> _OBJECTIVES_:
1. Copy the weathering tips word for word between "1.) Use a White-out" and "you've ever seen.", inclusive.
2. Pick up the model weathering tips after their final sentence and keep writing.

> _PASSAGE SHOWN_:

# Some weathering tips



## LateStarter (Mar 12, 2016)

*Colors*:
I basically use only 4 colors to weather model cars and locos - RUST, ROOF BROWN, GRIME, and EARTH.
They're at their best when mixed in various proportions. Experimentation is key. Usually, if it looks right, it's right. If it doesn't, it isn't!

*Mud*:
Polly S Railroad Tie Brown works well for weathering freight cars. It looks like old dirt and mud fresh from a rainstorm. Apply it in big patches, then streak it downward with a rag. Experiment to get the right effect.

*Graffiti*:
(Office supply store)
1.) Use a White-out PEN with a fine tip.
2.) Use fine-tipped gel pens in colors.

*Extreme weathering*:
After normal weathering, spray 2 coats of DullCote on your finished car.
When that's thoroughly dry, use your sprayer filled with 93% rubbing alcohol and give the finished car a good soaking spray.
The alcohol reacts with the Dullcote and makes the most faded, weathered finish you've ever seen.

*Rust*:
I use real rust!
Find iron or steel rusted items, and sand it with 120 grit -- catch the falling particles in a bag or baggie.
Fold a piece of 400 grit sandpaper grit-to-grit, and pulverize it further into a fine dust.

> _DATASET CONTENT_:
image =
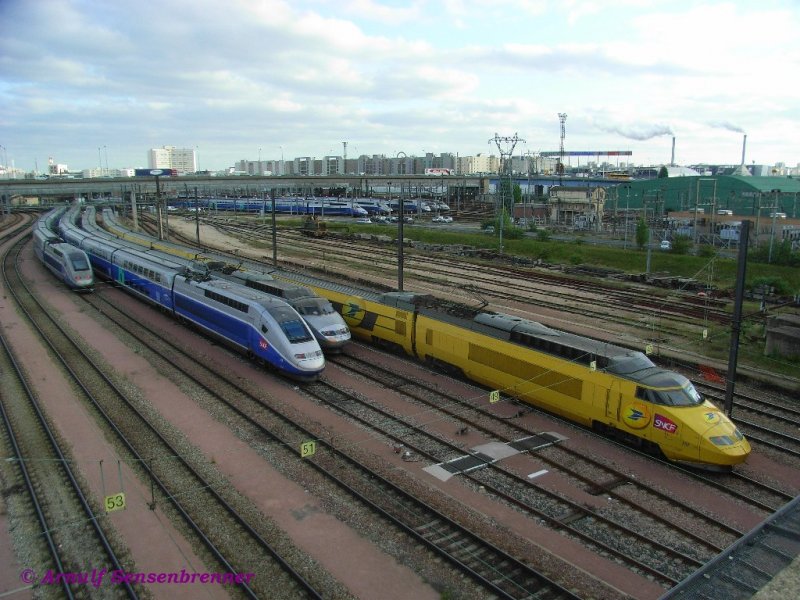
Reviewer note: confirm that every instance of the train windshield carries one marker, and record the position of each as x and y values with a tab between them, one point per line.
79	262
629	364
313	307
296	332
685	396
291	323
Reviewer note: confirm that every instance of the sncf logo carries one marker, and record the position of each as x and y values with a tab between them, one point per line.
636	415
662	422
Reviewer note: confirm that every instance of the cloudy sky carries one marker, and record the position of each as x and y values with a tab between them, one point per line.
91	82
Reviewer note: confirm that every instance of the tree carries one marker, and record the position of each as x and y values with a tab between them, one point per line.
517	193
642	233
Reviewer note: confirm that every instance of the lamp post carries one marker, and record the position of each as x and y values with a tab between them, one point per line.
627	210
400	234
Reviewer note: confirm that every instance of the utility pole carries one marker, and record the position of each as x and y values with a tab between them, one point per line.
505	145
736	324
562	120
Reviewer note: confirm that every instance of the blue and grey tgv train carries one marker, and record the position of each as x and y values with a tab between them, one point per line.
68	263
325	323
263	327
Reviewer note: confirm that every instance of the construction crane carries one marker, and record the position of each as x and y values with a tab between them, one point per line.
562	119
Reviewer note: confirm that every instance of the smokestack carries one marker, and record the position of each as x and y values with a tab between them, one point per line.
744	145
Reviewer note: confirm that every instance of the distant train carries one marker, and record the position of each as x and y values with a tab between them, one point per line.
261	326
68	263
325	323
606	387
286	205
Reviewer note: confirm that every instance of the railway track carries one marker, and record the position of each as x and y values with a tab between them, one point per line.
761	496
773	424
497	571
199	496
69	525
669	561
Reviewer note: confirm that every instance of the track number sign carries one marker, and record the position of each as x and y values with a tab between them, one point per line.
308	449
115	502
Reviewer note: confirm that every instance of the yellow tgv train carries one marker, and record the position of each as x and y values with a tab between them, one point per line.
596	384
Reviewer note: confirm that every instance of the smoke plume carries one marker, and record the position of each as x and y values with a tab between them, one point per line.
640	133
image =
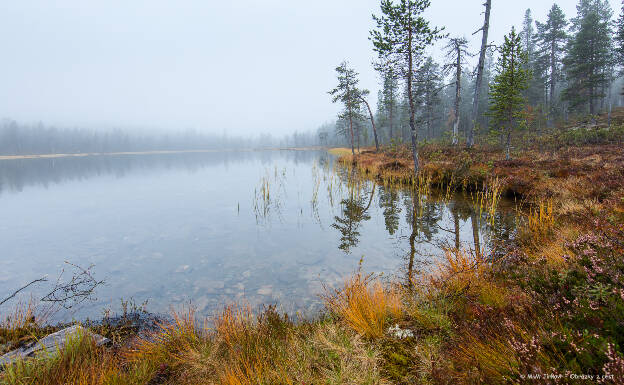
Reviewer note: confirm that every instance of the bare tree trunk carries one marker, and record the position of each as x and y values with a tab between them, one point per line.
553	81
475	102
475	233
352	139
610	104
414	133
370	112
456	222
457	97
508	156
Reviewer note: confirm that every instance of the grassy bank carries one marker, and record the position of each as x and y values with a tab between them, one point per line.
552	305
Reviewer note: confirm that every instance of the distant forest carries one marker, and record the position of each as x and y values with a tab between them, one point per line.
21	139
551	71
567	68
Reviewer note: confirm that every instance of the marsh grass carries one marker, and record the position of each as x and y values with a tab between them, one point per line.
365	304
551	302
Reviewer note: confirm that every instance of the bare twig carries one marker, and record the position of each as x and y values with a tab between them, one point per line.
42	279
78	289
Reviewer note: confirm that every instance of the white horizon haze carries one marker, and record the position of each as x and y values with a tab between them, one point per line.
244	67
* * *
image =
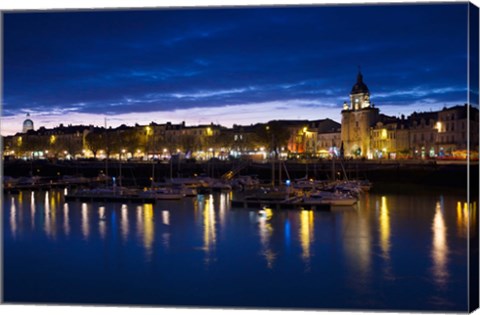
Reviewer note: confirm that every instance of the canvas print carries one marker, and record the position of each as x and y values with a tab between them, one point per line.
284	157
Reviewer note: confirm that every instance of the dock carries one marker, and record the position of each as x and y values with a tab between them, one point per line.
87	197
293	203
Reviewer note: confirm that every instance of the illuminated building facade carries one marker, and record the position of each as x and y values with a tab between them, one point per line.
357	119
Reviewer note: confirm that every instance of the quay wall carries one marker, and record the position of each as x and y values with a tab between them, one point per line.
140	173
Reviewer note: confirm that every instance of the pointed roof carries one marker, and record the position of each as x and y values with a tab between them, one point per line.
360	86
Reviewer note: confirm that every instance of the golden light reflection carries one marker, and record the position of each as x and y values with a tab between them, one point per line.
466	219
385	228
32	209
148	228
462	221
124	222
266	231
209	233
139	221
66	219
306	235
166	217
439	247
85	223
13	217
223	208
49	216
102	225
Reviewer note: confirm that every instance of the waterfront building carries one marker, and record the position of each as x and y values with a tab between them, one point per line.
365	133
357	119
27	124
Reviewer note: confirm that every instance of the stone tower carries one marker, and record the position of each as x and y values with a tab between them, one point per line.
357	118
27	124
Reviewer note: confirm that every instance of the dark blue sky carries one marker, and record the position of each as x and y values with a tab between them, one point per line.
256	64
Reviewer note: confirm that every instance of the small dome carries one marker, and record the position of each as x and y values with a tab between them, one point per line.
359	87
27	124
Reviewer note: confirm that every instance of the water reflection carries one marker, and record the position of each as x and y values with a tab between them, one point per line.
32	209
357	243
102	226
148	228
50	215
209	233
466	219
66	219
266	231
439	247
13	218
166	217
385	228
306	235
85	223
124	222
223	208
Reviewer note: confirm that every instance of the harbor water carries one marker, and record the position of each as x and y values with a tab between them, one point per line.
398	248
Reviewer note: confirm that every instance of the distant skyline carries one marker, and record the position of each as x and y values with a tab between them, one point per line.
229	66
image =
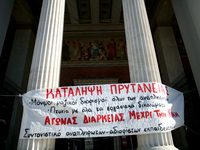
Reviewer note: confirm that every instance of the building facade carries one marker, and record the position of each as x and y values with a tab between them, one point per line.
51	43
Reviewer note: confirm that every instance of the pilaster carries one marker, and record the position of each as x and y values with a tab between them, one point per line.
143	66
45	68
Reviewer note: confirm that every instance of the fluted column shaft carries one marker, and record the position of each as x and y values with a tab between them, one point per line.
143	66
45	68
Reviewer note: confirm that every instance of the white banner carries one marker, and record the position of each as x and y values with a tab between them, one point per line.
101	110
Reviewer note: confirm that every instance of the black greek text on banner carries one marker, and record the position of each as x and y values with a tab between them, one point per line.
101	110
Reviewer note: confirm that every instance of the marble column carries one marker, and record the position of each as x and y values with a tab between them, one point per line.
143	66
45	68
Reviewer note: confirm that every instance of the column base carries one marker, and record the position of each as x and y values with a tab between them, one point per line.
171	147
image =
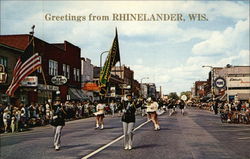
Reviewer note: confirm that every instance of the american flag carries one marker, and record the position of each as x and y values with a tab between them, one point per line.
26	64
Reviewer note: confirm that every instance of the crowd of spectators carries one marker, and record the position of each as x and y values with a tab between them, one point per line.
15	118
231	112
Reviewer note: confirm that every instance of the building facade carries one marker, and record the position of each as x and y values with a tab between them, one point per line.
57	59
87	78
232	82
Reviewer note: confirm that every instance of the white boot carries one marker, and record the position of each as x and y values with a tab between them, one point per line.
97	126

> _RESULTS_:
1.
1.) Use a White-out PEN with a fine tip.
2.) Use fine-tipped gel pens in colors.

*Extreme weathering*:
After normal weathering, spray 2 coats of DullCote on your finished car.
When that's thoroughly dry, use your sprayer filled with 93% rubbing alcohol and give the finished car a good soaking spray.
The alcohol reacts with the Dullcote and makes the most faded, weathered finish you've ever seen.

2.
Use a spoon or a 2" length of soda straw to sprinkle it on wheels or a steel roof FRESHLY painted with Roof Brown... shake excess off immediately!! The result is a 3-D rust effect on wheel faces, metal roofs, or any other object that could or would be seen close up by visitors.

*Dirty windows*:
To make windows look dirty, and to "fog out" bright lights or LED's behind them...
1.) Sand the inside surface with 400 grit. It'll still look like glass from the outside. (or)...
2.) Brush a brownish or grayish water color on the inside in a circular motion. It'll appear as though they've been 'wiped' by someone on the inside.


----------



## MtRR75 (Nov 27, 2013)

pictures?


----------



## LateStarter (Mar 12, 2016)

None yet...
1.) All the old stuff is in storage until I get track laid on the new platform.
2.) I'm on mobile, and uploading pics here with a mobile device is a major pain.

Eventually I'll have pics of everything when it gets put back in service. Been away for a long long time.


----------



## LateStarter (Mar 12, 2016)

Unfortunately, Floquil model paint is no longer available. It was by far the best.
Testors is hard to find.
What's good these days??
Scalecoat?


----------



## CTValleyRR (Jul 26, 2014)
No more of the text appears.